PROVIDED RECORDS>
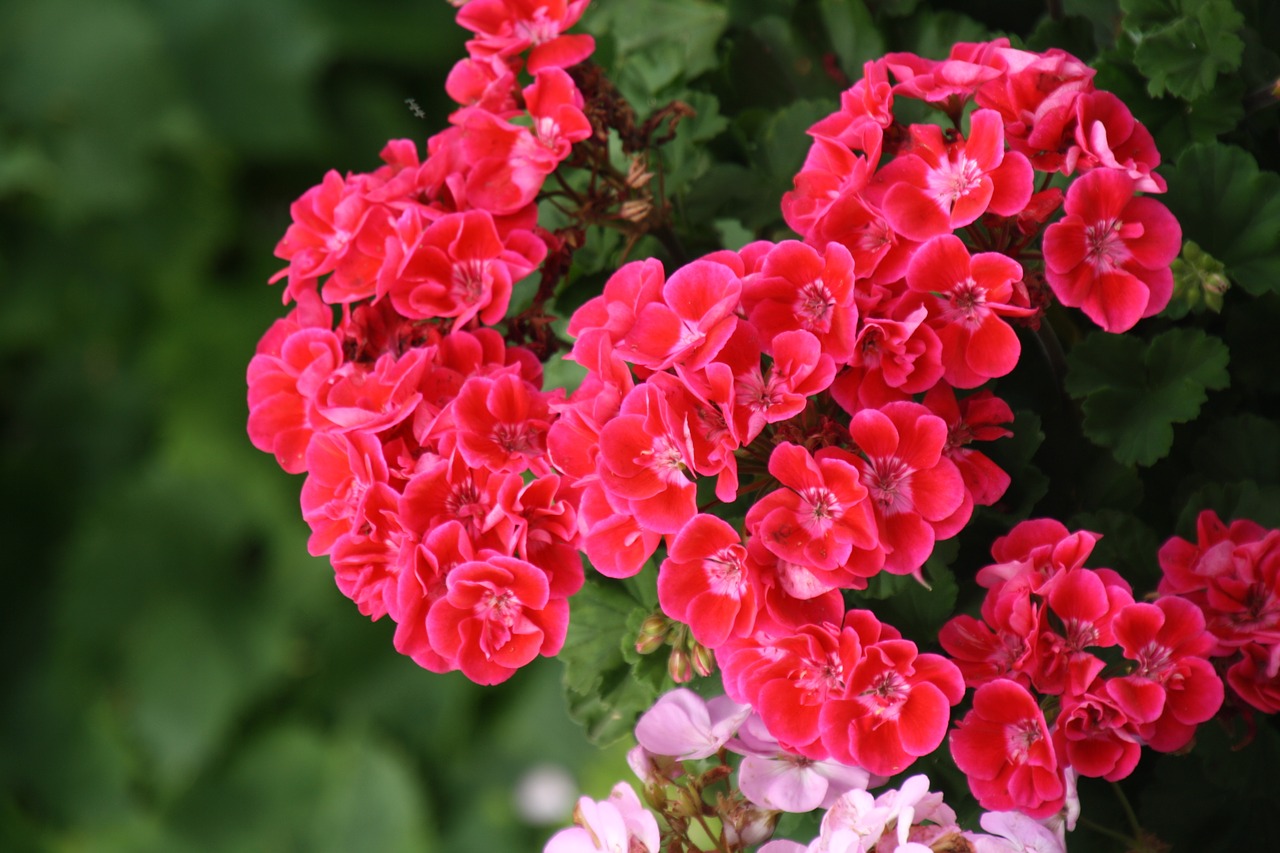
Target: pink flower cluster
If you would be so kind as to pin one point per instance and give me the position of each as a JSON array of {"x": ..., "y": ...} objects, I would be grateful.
[
  {"x": 682, "y": 728},
  {"x": 1034, "y": 112},
  {"x": 1047, "y": 624},
  {"x": 1233, "y": 574},
  {"x": 421, "y": 432}
]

WHAT IS ASKED> Rewrite every entry above in full, request lines included, with each x and y coordinate in the answers scaled by 1.4 and rounded to the nearest whole number, halves rounded up. Leave out the pictures.

EXERCISE RESULT>
Target: pink flower cluster
If you would be so kind as to pin one point per instance and give me the position of each as a JSON array of {"x": ..., "y": ...} objects, I would be grateful.
[
  {"x": 955, "y": 1019},
  {"x": 1448, "y": 157},
  {"x": 1466, "y": 874},
  {"x": 1726, "y": 804},
  {"x": 589, "y": 605}
]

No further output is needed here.